Instructions to follow: Copy every line below precisely as it appears.

Available data:
__________

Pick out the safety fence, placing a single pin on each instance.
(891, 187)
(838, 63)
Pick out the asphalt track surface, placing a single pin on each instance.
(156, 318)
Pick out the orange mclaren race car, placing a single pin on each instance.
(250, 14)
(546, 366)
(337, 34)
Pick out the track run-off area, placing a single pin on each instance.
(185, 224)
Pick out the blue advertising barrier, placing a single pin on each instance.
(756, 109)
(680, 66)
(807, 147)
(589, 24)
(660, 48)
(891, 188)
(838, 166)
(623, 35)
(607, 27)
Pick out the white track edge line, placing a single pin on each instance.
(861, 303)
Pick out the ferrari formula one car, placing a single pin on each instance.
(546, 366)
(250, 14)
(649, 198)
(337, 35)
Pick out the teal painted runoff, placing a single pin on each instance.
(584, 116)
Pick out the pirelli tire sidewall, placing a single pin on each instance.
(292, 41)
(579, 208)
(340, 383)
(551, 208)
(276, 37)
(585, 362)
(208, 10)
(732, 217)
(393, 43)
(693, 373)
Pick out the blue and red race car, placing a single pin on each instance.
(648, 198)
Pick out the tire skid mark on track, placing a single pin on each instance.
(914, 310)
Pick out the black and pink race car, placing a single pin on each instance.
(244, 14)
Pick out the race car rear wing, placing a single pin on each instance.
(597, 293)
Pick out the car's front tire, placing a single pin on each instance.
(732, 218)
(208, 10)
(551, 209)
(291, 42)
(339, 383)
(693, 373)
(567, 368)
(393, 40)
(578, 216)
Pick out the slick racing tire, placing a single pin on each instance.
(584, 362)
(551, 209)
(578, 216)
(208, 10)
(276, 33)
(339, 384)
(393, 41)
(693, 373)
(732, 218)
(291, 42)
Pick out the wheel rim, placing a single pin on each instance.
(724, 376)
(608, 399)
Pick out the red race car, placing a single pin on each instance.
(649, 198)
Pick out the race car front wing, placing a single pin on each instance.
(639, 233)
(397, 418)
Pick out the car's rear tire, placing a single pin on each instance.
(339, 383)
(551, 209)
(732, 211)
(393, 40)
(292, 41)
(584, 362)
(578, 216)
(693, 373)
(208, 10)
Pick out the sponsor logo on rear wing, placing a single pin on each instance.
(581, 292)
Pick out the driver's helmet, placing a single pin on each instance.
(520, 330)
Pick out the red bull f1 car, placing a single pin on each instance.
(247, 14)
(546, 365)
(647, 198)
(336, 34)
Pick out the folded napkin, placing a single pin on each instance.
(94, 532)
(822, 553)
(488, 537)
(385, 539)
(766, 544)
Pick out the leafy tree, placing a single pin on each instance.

__________

Finished exercise:
Pick out the safety fence, placing a single pin on each instance.
(891, 187)
(838, 63)
Pick out the asphalt track surface, placing a single pin on each instance.
(156, 318)
Pick out the orange mclaren race car, placing a single pin on each instance.
(250, 14)
(546, 366)
(337, 34)
Pick out the track run-off area, placing a single pin on each instance.
(185, 224)
Pick out the blue advertising barrier, placing a single pin on each instance.
(756, 109)
(680, 66)
(807, 147)
(589, 24)
(660, 48)
(891, 188)
(838, 166)
(623, 35)
(607, 27)
Pick out the white track edge line, placing a single pin on each instance.
(861, 303)
Pick out the ferrari formula one car, placing a single pin on each instance.
(546, 366)
(250, 14)
(649, 198)
(337, 35)
Pick out the teal painted runoff, placing a single pin on each instance.
(584, 116)
Pick out the pirelli tire sidewall, placing a single pin on each instance.
(292, 41)
(579, 208)
(340, 383)
(551, 208)
(276, 37)
(585, 362)
(208, 10)
(732, 217)
(393, 43)
(693, 373)
Pick out the blue and red race car, placing a single pin on each instance.
(648, 198)
Pick out the tire skid mark on track, placing a single pin on each instance.
(914, 310)
Pick out the black and pink race car, placing a single pin on each instance.
(244, 14)
Pick out the race car rear wing, placing a single pin on each instance.
(597, 293)
Pick out the car's front tire, placing a single pin on each instance.
(732, 218)
(208, 10)
(551, 209)
(291, 42)
(339, 383)
(693, 373)
(567, 368)
(393, 40)
(578, 216)
Pick out the slick racing tire, placing a single pin on each instance.
(584, 362)
(551, 209)
(578, 216)
(208, 10)
(276, 33)
(339, 384)
(393, 41)
(693, 373)
(732, 218)
(291, 42)
Pick out the wheel rim, placing a single pin on each instance.
(724, 376)
(608, 399)
Pick out the red race car, placing a single pin on each instance.
(649, 198)
Pick out the race car front wing, placing a single pin on each instance.
(639, 233)
(397, 418)
Pick out the car's rear tire, placing a single pin on each instance.
(339, 383)
(551, 209)
(732, 211)
(393, 40)
(292, 41)
(584, 362)
(578, 216)
(693, 373)
(208, 10)
Pick out the sponsor logo on rear wing, placing a single pin on each instance.
(581, 292)
Pick out the driver's helmet, placing a single pin on each instance.
(520, 330)
Pick out the red bull f1 car, placing a single pin on each instance.
(247, 14)
(546, 365)
(647, 198)
(336, 34)
Pick out the folded napkin, placing a single pin on each instance.
(94, 532)
(822, 553)
(488, 537)
(385, 539)
(766, 544)
Pick out the leafy tree, placing a single pin on each instance.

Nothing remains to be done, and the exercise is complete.